[start of RECORDS TO PROCESS]
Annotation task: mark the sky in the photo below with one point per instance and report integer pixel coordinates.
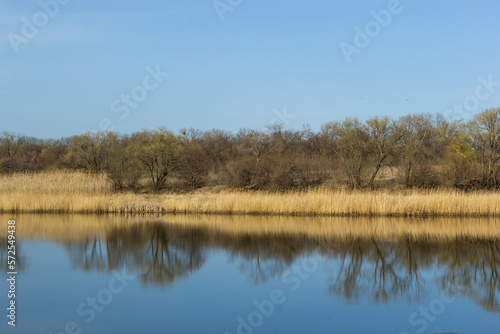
(70, 66)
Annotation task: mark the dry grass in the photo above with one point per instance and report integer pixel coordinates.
(77, 228)
(78, 192)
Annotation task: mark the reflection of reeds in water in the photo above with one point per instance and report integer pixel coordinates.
(79, 227)
(79, 192)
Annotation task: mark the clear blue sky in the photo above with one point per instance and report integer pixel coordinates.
(71, 75)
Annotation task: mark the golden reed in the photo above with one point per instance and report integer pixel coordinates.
(80, 192)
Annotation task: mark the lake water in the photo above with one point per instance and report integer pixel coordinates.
(202, 274)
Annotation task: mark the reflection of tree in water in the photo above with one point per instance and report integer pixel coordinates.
(20, 258)
(264, 257)
(379, 270)
(157, 252)
(472, 267)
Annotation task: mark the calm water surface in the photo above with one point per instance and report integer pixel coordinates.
(109, 274)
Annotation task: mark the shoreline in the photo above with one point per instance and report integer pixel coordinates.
(308, 203)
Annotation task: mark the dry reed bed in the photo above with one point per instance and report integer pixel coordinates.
(78, 228)
(79, 192)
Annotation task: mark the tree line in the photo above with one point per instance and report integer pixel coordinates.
(418, 150)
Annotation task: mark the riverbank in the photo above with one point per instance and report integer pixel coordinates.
(77, 192)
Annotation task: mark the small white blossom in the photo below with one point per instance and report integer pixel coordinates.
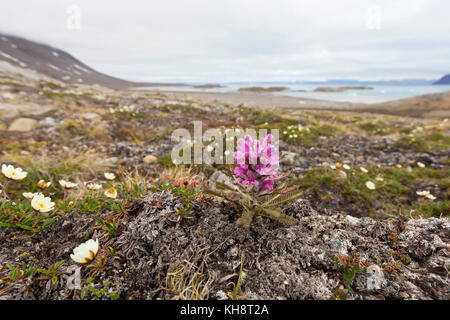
(42, 204)
(110, 176)
(111, 193)
(13, 173)
(85, 252)
(31, 195)
(94, 186)
(370, 185)
(420, 164)
(67, 184)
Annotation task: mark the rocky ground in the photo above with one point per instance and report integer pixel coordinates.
(350, 242)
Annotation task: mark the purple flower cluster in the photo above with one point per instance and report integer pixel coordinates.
(257, 163)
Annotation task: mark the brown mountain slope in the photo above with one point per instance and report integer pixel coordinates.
(56, 63)
(429, 105)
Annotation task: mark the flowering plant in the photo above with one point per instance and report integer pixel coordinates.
(254, 177)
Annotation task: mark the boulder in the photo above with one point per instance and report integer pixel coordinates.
(150, 159)
(23, 124)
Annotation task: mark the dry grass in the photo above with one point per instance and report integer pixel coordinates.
(189, 279)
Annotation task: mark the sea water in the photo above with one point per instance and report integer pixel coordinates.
(377, 93)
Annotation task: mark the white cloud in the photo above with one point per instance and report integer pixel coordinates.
(213, 40)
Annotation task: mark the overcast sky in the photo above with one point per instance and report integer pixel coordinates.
(240, 40)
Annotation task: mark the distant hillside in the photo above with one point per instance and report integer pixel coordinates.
(57, 64)
(444, 80)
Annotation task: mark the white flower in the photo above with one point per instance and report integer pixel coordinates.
(85, 252)
(426, 194)
(370, 185)
(13, 173)
(67, 184)
(94, 186)
(420, 164)
(111, 193)
(430, 196)
(110, 176)
(43, 185)
(31, 195)
(42, 204)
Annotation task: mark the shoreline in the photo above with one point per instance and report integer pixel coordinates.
(435, 105)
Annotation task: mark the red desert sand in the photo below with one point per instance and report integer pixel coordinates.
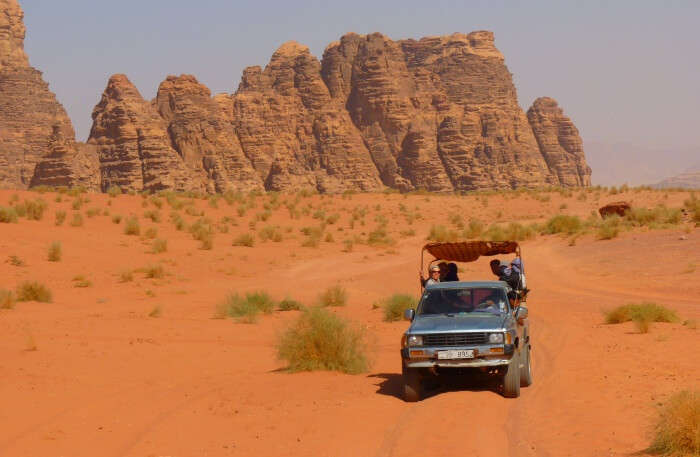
(92, 374)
[end of RECORDS TO PROCESS]
Copy out each line word for word, please, skipping the images.

Annotation task: mark the sky in the photo below with one point per instance and report integer pixel coordinates.
(70, 66)
Annotation task: mark the dry grass in the photo above with one point per instance and report integer pixel coordinates.
(77, 228)
(78, 192)
Annotation task: mark the reflection of reeds in water in the photo above with one point per instance and report integer pixel coordinates.
(79, 227)
(79, 192)
Annotation task: mark the clear blue sky in the photo above with one point per instance and report integer pixel coordinates.
(71, 75)
Annotation task: mark the golden reed in the photo above with one point per instance and report integer pixel coordinates.
(80, 192)
Annotation task: mark the lake water in the photo above with one point per instance and report integer pixel coordinates.
(202, 274)
Annotation task: mark the reflection of tree in water in the photo above with one point per instance and report integer pixel coordinates.
(20, 258)
(264, 257)
(379, 270)
(157, 252)
(472, 267)
Annotation task: mark the calm water surface in the photo above with one point per instance and report integer pixel coordinates.
(109, 274)
Annotation task: mark the shoreline in the photo above with one point per instance and report integer pixel coordinates.
(308, 203)
Annotation task: mark the dry reed bed in the photo above with one point per instance and report integer pixel coordinates.
(78, 228)
(79, 192)
Annotation task: mark the tree line in the photo above with one point per instance and report integer pixel coordinates.
(418, 150)
Annotation task: mark the riverbank in the photo above with one point per instance and report integer pixel coordinates.
(77, 192)
Annotation task: mark the small white blossom in the photo below with one point per instance and report integer pixel coordinates.
(42, 204)
(110, 176)
(111, 193)
(13, 173)
(85, 252)
(31, 195)
(94, 186)
(370, 185)
(420, 164)
(67, 184)
Annotation task: mark the rocky ground in the photo above with one point per instance and report integer pixel coordinates.
(350, 242)
Annotation task: mark the purple flower cluster in the photo above with one point per instance and report integer pixel coordinates.
(257, 163)
Annotation task: mark the brown mountain slope in the photo above with one point per instance and report integer pixel coordinates.
(56, 63)
(429, 105)
Annotation task: mark the flowering plant in the photo above with one point per instance and report integer pixel coordinates.
(254, 177)
Annotation task: mark the boulder in the photo above with one point per instance and report integer pixel coordinates.
(150, 159)
(23, 124)
Annotation task: mark the dry grass in the photo above with one point per instance and report integer pixel coordinates.
(189, 279)
Annotation task: mark the sea water in the photo above with one point per instance and report integer pixel coordinates.
(377, 93)
Annotation task: mark the white cloud in the photo above with one point per instance and report integer pixel coordinates.
(213, 40)
Annotation task: mark the overcast sky in the photo above with one point per instance and report integer pixel coordinates.
(240, 40)
Annotation task: mark the distant hillside in the photo above with one point per instance and report integer pixel coordinates.
(57, 64)
(444, 80)
Annotation task: mark the white flower in the photo above with one point per instance and report integer pixel coordinates.
(85, 252)
(426, 194)
(370, 185)
(13, 173)
(67, 184)
(94, 186)
(420, 164)
(111, 193)
(430, 196)
(110, 176)
(43, 185)
(31, 195)
(42, 204)
Annotation task: mark the shoreline in the photo above with one point per instance and report integer pixel coordinates.
(435, 105)
Annotation task: mark the red desert sand in the photo below with one point per instance and report integer pixel coordinates.
(92, 374)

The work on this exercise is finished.